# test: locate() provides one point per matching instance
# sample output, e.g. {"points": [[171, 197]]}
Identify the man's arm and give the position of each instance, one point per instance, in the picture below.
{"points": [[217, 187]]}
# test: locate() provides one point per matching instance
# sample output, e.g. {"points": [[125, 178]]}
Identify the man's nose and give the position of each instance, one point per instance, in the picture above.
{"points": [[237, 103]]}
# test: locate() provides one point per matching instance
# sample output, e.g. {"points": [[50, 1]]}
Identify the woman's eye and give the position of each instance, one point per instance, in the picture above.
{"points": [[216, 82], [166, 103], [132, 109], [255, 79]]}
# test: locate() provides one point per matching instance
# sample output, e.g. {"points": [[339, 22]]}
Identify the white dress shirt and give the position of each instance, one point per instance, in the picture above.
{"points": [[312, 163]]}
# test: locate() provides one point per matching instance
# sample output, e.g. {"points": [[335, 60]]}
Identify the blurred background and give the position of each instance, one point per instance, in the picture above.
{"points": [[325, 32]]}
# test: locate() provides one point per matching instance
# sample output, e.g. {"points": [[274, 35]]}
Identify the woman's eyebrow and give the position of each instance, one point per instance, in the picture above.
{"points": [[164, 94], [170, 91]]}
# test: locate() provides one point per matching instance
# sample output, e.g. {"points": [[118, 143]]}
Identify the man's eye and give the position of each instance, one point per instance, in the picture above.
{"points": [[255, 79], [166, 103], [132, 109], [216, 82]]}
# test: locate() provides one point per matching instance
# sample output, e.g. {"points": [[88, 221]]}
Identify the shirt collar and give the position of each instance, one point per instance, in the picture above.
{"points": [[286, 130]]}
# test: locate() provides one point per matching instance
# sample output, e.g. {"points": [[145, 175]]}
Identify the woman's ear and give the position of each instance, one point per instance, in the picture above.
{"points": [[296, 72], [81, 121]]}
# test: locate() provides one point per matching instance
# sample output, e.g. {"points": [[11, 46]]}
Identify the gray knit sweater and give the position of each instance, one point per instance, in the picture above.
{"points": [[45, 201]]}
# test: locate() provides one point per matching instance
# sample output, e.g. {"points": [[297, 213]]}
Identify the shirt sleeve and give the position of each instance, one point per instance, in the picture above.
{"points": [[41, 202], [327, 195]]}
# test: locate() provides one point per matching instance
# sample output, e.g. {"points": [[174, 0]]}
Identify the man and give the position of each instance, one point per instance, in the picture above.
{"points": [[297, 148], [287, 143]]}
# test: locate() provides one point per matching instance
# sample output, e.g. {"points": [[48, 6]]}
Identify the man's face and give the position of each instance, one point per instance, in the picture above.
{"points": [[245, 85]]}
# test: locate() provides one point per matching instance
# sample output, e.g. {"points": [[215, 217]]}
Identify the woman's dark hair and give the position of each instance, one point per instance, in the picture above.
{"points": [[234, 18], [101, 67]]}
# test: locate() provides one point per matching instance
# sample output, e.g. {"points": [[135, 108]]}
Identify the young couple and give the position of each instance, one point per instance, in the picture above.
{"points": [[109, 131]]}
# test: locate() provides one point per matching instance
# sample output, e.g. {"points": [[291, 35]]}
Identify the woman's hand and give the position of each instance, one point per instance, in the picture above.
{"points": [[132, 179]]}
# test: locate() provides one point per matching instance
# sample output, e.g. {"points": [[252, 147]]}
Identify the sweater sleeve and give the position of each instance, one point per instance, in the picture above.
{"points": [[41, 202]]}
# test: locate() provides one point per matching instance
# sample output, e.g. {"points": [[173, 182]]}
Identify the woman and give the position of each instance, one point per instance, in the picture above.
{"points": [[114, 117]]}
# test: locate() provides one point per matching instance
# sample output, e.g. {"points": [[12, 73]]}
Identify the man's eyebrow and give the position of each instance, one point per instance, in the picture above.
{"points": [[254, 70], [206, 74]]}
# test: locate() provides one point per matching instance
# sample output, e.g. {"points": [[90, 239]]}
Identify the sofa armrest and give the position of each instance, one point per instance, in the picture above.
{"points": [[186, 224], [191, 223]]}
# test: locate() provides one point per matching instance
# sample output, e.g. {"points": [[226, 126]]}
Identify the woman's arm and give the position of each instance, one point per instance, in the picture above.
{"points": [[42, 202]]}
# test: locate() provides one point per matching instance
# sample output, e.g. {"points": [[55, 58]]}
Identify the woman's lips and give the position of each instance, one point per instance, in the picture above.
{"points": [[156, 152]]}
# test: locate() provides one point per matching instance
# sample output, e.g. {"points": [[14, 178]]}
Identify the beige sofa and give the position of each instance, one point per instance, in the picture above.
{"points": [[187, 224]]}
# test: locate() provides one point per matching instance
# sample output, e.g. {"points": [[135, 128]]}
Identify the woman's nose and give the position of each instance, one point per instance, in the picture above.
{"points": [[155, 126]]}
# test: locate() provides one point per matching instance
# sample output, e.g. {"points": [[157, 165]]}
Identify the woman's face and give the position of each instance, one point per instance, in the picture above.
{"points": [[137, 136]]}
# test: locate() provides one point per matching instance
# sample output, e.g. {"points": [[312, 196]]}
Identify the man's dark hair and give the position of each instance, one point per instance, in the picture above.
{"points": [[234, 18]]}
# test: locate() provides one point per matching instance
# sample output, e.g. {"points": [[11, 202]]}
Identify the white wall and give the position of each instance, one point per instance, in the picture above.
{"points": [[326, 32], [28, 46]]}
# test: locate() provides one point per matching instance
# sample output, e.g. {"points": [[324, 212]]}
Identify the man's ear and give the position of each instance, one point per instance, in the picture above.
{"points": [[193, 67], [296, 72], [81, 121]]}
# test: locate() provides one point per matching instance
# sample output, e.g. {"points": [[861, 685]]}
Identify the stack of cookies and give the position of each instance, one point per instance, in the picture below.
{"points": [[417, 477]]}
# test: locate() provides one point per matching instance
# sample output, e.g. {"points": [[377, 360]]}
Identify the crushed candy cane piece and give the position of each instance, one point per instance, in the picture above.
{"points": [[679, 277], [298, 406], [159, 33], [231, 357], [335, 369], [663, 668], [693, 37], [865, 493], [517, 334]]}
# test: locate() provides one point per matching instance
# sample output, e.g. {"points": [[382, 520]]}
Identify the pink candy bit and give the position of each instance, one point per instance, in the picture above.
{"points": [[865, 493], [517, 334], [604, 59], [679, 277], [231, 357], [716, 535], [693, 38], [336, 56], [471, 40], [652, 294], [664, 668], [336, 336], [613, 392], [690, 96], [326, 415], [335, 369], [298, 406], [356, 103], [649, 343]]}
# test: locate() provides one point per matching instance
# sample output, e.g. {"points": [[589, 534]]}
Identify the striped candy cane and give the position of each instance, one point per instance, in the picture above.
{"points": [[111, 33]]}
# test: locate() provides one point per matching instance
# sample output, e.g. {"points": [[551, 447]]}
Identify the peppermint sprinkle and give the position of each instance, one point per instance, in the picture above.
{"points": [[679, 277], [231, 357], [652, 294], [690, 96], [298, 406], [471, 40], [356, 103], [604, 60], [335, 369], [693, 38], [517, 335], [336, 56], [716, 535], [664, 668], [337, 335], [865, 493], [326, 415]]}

**The request**
Exactly as shown, repeat every record.

**Reply to the exercise**
# test: locate() provides one point per matching instance
# sample output, e.g. {"points": [[171, 197]]}
Identify the man's arm and give the position of each instance, one point per instance, in the picture below.
{"points": [[217, 187]]}
# test: locate() provides one point per matching instance
# sample output, e.g. {"points": [[125, 178]]}
Identify the man's nose and give the position of each instance, one point per instance, in the picture above.
{"points": [[237, 103]]}
# test: locate() provides one point per matching instance
# sample output, e.g. {"points": [[50, 1]]}
Identify the woman's eye and give the position of each instance, one point per instance, in the picture above.
{"points": [[216, 82], [166, 103], [132, 109], [255, 79]]}
# test: locate() provides one point per matching instance
# sample output, e.g. {"points": [[339, 22]]}
Identify the white dress shirt and give the position of each instance, one point per instance, in the picture above.
{"points": [[312, 163]]}
# test: locate() provides one point per matching instance
# sample output, e.g. {"points": [[335, 60]]}
Identify the blurred background and give the position of each instance, one point per instance, in the picture above.
{"points": [[325, 32]]}
# test: locate() provides one point per matching instance
# sample output, e.g. {"points": [[274, 35]]}
Identify the woman's eyebrow and give the position of each instance, one point per instance, in the picture above.
{"points": [[164, 94], [170, 91]]}
# test: locate() provides one point per matching instance
# sample output, e.g. {"points": [[118, 143]]}
Identify the man's eye and give the position of each instance, one point per instance, in the picture above.
{"points": [[255, 79], [166, 103], [132, 109], [216, 82]]}
# test: locate() provides one point per matching instance
# sample output, e.g. {"points": [[88, 221]]}
Identify the shirt collar and give the position of each instance, one point per instance, in the picture above.
{"points": [[286, 130]]}
# test: locate() provides one point per matching instance
# sample output, e.g. {"points": [[145, 175]]}
Identify the woman's ear and give the position of each instance, one point per instance, in the picture above.
{"points": [[296, 72], [81, 121]]}
# test: locate() provides one point per matching instance
# sample output, e.g. {"points": [[11, 46]]}
Identify the gray knit sweater and give the position of each instance, one point per instance, in the picture above.
{"points": [[45, 201]]}
# test: locate() provides one point per matching instance
# sample output, e.g. {"points": [[297, 213]]}
Identify the shirt sleeve and give the position of each instance, one point per instance, in the picture above.
{"points": [[41, 202], [327, 195]]}
# test: locate() provides one point per matching instance
# sample output, e.g. {"points": [[174, 0]]}
Identify the man and give the position of each instance, one point per instance, in the picture above.
{"points": [[297, 148], [287, 143]]}
# test: locate() provides one point per matching instance
# sample output, e.g. {"points": [[48, 6]]}
Identify the man's face and give the position of each instance, one point per instance, in the picture above.
{"points": [[245, 85]]}
# test: locate() provides one point per matching instance
# sample output, e.g. {"points": [[215, 217]]}
Identify the woman's dark hair and give the position of each instance, one point per instance, in the picture above.
{"points": [[234, 18], [101, 67]]}
# test: locate() provides one point per matching instance
# sample output, e.g. {"points": [[135, 108]]}
Identify the young couple and give the position of each instance, one point per instance, in the picture above.
{"points": [[109, 131]]}
# test: locate() provides one point per matching instance
# sample output, e.g. {"points": [[291, 35]]}
Identify the woman's hand and give the position of each instance, one point per instance, in the picture above.
{"points": [[132, 179]]}
# test: locate() provides one point per matching instance
# sample output, e.g. {"points": [[252, 147]]}
Identify the sweater sleeve and give the position of each instance, one point per instance, in the picture above.
{"points": [[41, 202]]}
# test: locate() provides one point per matching instance
# sample output, e.g. {"points": [[173, 182]]}
Identify the woman and give the position of each instance, one point per instance, in the picture above.
{"points": [[114, 117]]}
# test: locate() provides one point per matching instance
# sample output, e.g. {"points": [[12, 73]]}
Identify the man's eyebrow and give the position of each instance, one point per instance, in the picture above.
{"points": [[254, 70], [206, 74]]}
# test: locate() provides one point per matching instance
# sample output, e.g. {"points": [[90, 239]]}
Identify the sofa armrest and give the position of each instance, one point per instance, in the picture above.
{"points": [[186, 224], [191, 223]]}
# test: locate() provides one point per matching instance
# sample output, e.g. {"points": [[226, 126]]}
Identify the woman's arm and give the position of each instance, one point per instance, in the picture above.
{"points": [[42, 202]]}
# test: locate() provides one point per matching instance
# sample output, e.g. {"points": [[55, 58]]}
Identify the woman's lips and give the position of each instance, one point per instance, in the picture above.
{"points": [[156, 152]]}
# test: locate() provides one point per matching instance
# sample output, e.g. {"points": [[14, 178]]}
Identify the beige sofa and give the position of each instance, one point per instance, in the picture above.
{"points": [[187, 224]]}
# test: locate() provides one point per matching instance
# sample output, e.g. {"points": [[135, 128]]}
Identify the woman's nose and give the position of each instance, one point per instance, in the picture above.
{"points": [[155, 126]]}
# test: locate() provides one point per matching instance
# sample output, e.g. {"points": [[157, 165]]}
Identify the woman's face and give the position of each instance, one point per instance, in the picture above.
{"points": [[137, 136]]}
# test: locate() provides one point per matching instance
# sample output, e.g. {"points": [[312, 196]]}
Identify the man's dark hair and give the position of each instance, one point per instance, in the picture above.
{"points": [[234, 18]]}
# test: locate() provides one point per matching instance
# sample output, e.g. {"points": [[11, 202]]}
Identify the white wall and give the position of each instance, one point per instance, in the picture above.
{"points": [[326, 32], [28, 46]]}
# test: locate() provides one point per matching instance
# sample output, e.g. {"points": [[324, 212]]}
Identify the man's ear and give the position of each instance, one point per instance, in the picture above.
{"points": [[193, 67], [296, 72], [81, 121]]}
# test: locate() provides one point per matching instance
# sample output, e.g. {"points": [[861, 685]]}
Identify the stack of cookies and give the position of each instance, one point per instance, in the picture below.
{"points": [[417, 477]]}
# test: locate() provides one point per matching instance
# sample output, e.g. {"points": [[377, 360]]}
Identify the crushed candy cane piece and give the position of each instance, one point per instance, in the picture above.
{"points": [[679, 277], [298, 406], [159, 33], [231, 357], [335, 369], [663, 668], [693, 37], [865, 493], [517, 334]]}
# test: locate() provides one point per matching instance
# sample output, e.g. {"points": [[382, 520]]}
Identify the pink candy bit and give the position of each instance, one point per instance, in the picture above.
{"points": [[865, 493], [517, 334], [604, 59], [679, 277], [231, 357], [716, 535], [693, 38], [336, 56], [471, 40], [652, 294], [664, 668], [336, 336], [613, 392], [690, 96], [326, 415], [335, 369], [298, 406], [356, 103], [649, 343]]}
# test: locate() provides one point per matching instance
# sample output, e.g. {"points": [[589, 534]]}
Identify the striped candy cane and give the position of each instance, one point per instance, in the picture above.
{"points": [[111, 33]]}
# test: locate() provides one point per matching instance
# sample output, e.g. {"points": [[551, 447]]}
Identify the peppermint sprinkle and give the position of each instance, one point per instance, in the picture above.
{"points": [[679, 277], [231, 357], [652, 294], [690, 96], [298, 406], [471, 40], [356, 103], [604, 60], [335, 369], [693, 38], [517, 335], [336, 56], [716, 535], [664, 668], [337, 335], [865, 493], [326, 415]]}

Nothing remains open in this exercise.